▼

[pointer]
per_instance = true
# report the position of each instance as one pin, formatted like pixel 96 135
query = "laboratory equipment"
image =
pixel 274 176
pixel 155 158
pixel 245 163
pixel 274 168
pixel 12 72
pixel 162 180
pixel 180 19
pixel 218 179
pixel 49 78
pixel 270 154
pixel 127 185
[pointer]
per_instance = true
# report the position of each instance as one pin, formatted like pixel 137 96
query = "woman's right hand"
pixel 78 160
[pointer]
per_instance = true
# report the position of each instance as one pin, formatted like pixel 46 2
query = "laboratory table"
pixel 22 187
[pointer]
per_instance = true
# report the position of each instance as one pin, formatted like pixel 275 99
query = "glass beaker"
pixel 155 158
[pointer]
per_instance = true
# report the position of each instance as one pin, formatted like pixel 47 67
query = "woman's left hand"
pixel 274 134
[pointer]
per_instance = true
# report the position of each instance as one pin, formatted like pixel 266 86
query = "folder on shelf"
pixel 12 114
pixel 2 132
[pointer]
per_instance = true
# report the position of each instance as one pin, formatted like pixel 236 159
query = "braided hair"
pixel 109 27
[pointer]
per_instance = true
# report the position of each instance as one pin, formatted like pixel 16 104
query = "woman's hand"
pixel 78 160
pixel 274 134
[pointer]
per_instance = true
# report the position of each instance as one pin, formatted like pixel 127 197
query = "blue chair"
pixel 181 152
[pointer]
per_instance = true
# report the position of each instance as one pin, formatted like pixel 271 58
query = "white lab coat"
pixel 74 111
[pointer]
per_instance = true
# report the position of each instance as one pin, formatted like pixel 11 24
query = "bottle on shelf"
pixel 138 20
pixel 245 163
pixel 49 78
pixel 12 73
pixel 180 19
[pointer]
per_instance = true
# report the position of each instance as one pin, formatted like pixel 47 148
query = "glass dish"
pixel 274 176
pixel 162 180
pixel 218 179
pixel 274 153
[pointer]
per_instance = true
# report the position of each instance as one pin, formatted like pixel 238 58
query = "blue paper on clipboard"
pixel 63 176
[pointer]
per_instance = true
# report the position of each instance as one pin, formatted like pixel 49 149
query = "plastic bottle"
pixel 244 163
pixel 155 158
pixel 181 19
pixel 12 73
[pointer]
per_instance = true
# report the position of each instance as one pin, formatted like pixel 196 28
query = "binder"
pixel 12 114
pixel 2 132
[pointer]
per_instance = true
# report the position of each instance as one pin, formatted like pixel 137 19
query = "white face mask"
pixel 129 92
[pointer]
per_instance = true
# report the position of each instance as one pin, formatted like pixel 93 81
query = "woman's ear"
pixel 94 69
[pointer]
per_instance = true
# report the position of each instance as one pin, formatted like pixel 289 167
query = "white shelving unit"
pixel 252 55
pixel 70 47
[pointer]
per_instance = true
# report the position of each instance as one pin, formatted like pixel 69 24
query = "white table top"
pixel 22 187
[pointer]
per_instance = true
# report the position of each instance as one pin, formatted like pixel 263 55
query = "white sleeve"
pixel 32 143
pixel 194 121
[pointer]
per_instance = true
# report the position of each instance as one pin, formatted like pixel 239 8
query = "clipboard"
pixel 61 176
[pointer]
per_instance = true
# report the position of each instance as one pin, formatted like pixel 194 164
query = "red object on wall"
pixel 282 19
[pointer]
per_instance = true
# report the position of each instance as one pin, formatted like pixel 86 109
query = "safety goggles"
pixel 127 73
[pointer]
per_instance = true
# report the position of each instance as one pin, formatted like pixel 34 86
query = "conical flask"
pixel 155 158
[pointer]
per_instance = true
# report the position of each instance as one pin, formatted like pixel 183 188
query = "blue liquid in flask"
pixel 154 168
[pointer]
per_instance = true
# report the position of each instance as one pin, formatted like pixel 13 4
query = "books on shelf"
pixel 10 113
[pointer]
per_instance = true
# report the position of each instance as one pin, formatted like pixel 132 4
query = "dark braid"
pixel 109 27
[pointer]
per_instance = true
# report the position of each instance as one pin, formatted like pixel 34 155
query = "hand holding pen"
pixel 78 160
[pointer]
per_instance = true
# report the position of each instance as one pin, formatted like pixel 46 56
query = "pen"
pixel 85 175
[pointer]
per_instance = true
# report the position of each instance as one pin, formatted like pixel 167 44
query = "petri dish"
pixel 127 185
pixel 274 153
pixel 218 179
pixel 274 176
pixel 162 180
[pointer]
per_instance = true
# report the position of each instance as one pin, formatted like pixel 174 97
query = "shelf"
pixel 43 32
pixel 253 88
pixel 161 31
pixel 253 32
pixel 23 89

▲

**Activity:**
Each entry above needs to be retyped exactly as it appears.

**Result below:**
[pointer]
per_instance = true
# report the position of each instance as one pin, formatted like pixel 96 135
query = "laboratory equipment"
image =
pixel 274 176
pixel 155 158
pixel 245 163
pixel 274 168
pixel 12 72
pixel 162 180
pixel 180 19
pixel 218 179
pixel 49 78
pixel 270 154
pixel 127 185
[pointer]
per_instance = true
# report the position of each instance as one pin, formatted like pixel 137 96
query = "woman's right hand"
pixel 78 160
[pointer]
per_instance = true
# report the position of each instance as one pin, formatted like pixel 46 2
query = "laboratory table"
pixel 22 187
[pointer]
per_instance = true
# report the position of each instance as one pin, formatted like pixel 275 99
query = "glass beaker"
pixel 155 158
[pointer]
per_instance = true
# report the position of each instance as one pin, formatted like pixel 47 67
query = "woman's left hand"
pixel 274 134
[pointer]
per_instance = true
# report the position of each instance as one pin, formatted like pixel 266 86
query = "folder on shelf"
pixel 12 114
pixel 2 132
[pointer]
per_instance = true
# report the position of each instance as one pin, formatted like pixel 236 159
query = "braided hair"
pixel 109 27
[pointer]
per_instance = true
# report the position of each instance as one pin, formatted like pixel 16 104
query = "woman's hand"
pixel 78 160
pixel 274 134
[pointer]
per_instance = true
# report the position of each instance as one pin, formatted like pixel 127 197
query = "blue chair"
pixel 181 152
[pointer]
per_instance = true
# report the position of each instance as one pin, formatted like pixel 271 58
query = "white lab coat"
pixel 74 111
[pointer]
per_instance = true
# report the position of each instance as one pin, formatted like pixel 11 24
query = "bottle on shelf"
pixel 138 20
pixel 245 163
pixel 49 78
pixel 12 73
pixel 180 19
[pointer]
per_instance = true
# report the position of each instance as one pin, formatted like pixel 47 148
query = "glass dish"
pixel 274 176
pixel 162 180
pixel 218 179
pixel 274 153
[pointer]
per_instance = true
# report the position of each instance as one pin, formatted like pixel 238 58
query = "blue paper on clipboard"
pixel 63 176
[pointer]
per_instance = true
# report the position of each instance as one pin, formatted like pixel 49 149
query = "plastic bottle"
pixel 244 163
pixel 155 158
pixel 181 19
pixel 12 73
[pointer]
per_instance = true
# report the position of each instance as one pin, formatted like pixel 196 28
query = "binder"
pixel 12 114
pixel 2 132
[pointer]
per_instance = true
# report the position of each instance as one pin, formatted like pixel 137 19
query = "white face mask"
pixel 129 92
[pointer]
per_instance = true
# report the position of each instance as one pin, formatted like pixel 93 81
query = "woman's ear"
pixel 94 69
[pointer]
per_instance = true
# report the position of each instance as one pin, formatted like pixel 289 167
query = "white shelving unit"
pixel 252 55
pixel 70 47
[pointer]
per_instance = true
# report the position of each instance as one pin, formatted like pixel 69 24
query = "white table top"
pixel 22 187
[pointer]
per_instance = true
# report the position of each instance as one pin, formatted like pixel 263 55
query = "white sleeve"
pixel 32 143
pixel 194 121
[pointer]
per_instance = true
# report the position of each instance as one pin, formatted like pixel 239 8
query = "clipboard"
pixel 61 176
[pointer]
per_instance = true
# report the position of each instance as one pin, formatted like pixel 194 164
query = "red object on wall"
pixel 282 19
[pointer]
per_instance = true
# report the position of each instance as one pin, formatted like pixel 86 109
query = "safety goggles"
pixel 127 73
[pointer]
per_instance = true
# report the position of each instance as one pin, formatted like pixel 34 86
query = "conical flask"
pixel 155 158
[pointer]
per_instance = true
# report the position of each instance as one pin, formatted like pixel 183 188
query = "blue liquid in flask"
pixel 154 168
[pointer]
per_instance = true
# report the position of each instance as one pin, formatted like pixel 13 4
query = "books on shelf"
pixel 10 113
[pointer]
per_instance = true
# report the position of each instance as one pin, formatted like pixel 132 4
query = "dark braid"
pixel 109 27
[pointer]
per_instance = true
# report the position of each instance as one pin, formatted like pixel 34 155
query = "hand holding pen"
pixel 78 160
[pointer]
per_instance = true
# report the position of each instance as one pin, formatted like pixel 46 56
query = "pen"
pixel 85 175
[pointer]
per_instance = true
# report the position of each instance as one pin, formatted like pixel 167 44
query = "petri dish"
pixel 127 185
pixel 274 153
pixel 218 179
pixel 274 176
pixel 162 180
[pointer]
per_instance = true
# report the position of each instance as one pin, formatted like pixel 174 97
query = "shelf"
pixel 43 32
pixel 253 88
pixel 161 31
pixel 253 32
pixel 23 89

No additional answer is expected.